**Given problem:**
Every entry that follows should be reproduced exactly.

**Records provided:**
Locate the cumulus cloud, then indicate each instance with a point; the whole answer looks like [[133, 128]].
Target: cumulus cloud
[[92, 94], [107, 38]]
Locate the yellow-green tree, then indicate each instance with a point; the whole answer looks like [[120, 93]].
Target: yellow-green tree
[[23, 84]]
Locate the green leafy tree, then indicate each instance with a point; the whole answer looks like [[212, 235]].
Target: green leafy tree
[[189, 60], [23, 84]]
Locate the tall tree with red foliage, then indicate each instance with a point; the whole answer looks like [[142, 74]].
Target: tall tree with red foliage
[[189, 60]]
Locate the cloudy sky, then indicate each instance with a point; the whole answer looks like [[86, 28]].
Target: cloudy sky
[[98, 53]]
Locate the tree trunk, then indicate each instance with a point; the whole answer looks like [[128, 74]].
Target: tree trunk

**Reply to the task:**
Locate the cumulus cloud, then indicate each instance with a point; the whole answer looks like [[133, 128]].
Target: cumulus cloud
[[92, 94], [107, 38]]
Locate the yellow-green tree, then indicate each instance with a point; the whole answer looks like [[120, 93]].
Target: yellow-green tree
[[23, 84]]
Locate the green leafy tree, then indicate each instance with a point; the whole answer looks like [[212, 235]].
Target: green leafy tree
[[189, 60], [23, 84]]
Locate the tall tree with red foliage, then indicate each instance with a point; the whole answer looks like [[142, 74]].
Target: tall tree with red foliage
[[189, 60]]
Locate the cloudy sky, then indicate each instance with a point; the whole answer looks like [[86, 28]].
Target: cloudy sky
[[98, 53]]
Locate the tree trunk, then indicate each instance with a point; the whole answer looks like [[128, 74]].
Target: tree trunk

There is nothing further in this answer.